**To be done**
Copy out these lines word for word, changing nothing.

(Data records)
++++

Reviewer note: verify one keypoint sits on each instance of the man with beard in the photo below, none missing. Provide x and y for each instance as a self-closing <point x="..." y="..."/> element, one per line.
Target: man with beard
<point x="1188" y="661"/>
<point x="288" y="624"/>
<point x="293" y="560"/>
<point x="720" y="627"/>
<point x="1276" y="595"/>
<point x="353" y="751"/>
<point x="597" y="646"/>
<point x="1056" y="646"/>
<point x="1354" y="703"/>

++++

**Solution to the exercise**
Reviewer note: verify one keypoint sits on each instance of the man with beard in the photo below, none missing. Provide x and y for each instance as a self-closing <point x="..." y="..."/> element, one per line.
Target: man with beard
<point x="1188" y="661"/>
<point x="288" y="624"/>
<point x="293" y="560"/>
<point x="720" y="627"/>
<point x="1276" y="595"/>
<point x="353" y="751"/>
<point x="597" y="646"/>
<point x="1056" y="646"/>
<point x="1354" y="703"/>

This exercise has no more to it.